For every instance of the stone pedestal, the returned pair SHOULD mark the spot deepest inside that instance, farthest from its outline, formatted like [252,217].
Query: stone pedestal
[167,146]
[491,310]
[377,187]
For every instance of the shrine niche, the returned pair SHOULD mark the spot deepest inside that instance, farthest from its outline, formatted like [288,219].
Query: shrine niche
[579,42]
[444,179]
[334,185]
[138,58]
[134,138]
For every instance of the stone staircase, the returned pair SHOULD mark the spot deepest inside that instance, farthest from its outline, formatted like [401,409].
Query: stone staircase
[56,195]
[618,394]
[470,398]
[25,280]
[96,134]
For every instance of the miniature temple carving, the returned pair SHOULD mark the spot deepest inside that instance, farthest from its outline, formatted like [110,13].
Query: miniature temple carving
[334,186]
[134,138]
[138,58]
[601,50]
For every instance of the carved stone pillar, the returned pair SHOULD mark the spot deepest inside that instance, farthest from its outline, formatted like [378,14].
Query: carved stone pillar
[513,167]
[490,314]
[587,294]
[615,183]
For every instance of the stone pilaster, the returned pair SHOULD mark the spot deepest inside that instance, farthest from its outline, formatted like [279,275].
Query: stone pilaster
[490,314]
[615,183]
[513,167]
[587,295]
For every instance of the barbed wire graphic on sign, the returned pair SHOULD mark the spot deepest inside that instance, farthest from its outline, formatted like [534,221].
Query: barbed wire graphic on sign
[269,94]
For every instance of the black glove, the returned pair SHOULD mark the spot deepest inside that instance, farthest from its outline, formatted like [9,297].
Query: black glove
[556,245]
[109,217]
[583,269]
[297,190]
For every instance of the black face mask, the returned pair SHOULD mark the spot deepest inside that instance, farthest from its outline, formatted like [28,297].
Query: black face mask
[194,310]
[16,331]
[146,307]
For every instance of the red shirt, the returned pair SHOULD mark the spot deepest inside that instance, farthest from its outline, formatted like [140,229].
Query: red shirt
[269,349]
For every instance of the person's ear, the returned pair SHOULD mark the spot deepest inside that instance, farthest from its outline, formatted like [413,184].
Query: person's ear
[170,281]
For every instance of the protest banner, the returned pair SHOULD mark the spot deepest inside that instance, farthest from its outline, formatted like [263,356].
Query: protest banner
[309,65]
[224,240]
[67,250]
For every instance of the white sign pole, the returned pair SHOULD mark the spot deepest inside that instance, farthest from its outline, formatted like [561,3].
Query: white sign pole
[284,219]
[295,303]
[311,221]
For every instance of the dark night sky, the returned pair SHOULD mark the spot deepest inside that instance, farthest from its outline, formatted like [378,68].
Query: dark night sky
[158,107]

Short problem –
Return, word for word, the lines from the one holding "For every instance of the black face" through the last line above, with both ends included.

Solution to the problem –
For every instance of the black face mask, the returned pair SHOULD mark the spot deepest inside that instance, farthest from its outline, formatted like [28,297].
Query: black face mask
[194,310]
[16,331]
[146,307]
For every instance of the red shirt, the returned pair SHOULD mark the spot deepest inside that instance, farthest from its outline, formatted like [140,229].
Query: red shirt
[269,349]
For every instance of the person's ear, the returned pair SHOULD mark the spot deepest inside that instance, farthest from its outline, formatted like [413,184].
Query: person's ear
[170,281]
For every instance of the protest banner, the returned pair SHOULD mark the spot deepest inside that instance, farthest from its outline, formatted like [263,356].
Query: protest banner
[309,65]
[224,240]
[67,250]
For every instance of the white sign pole, the returned pair SHOULD mark the spot deepest inside that instance, farthest from its outline, formatted like [561,3].
Query: white sign pole
[284,219]
[295,303]
[311,221]
For every instance of the dark night sky, the returned pair SHOULD mark the spot deepest inside that instance, farthest from its outline, formatted like [378,68].
Query: dark night sky
[158,107]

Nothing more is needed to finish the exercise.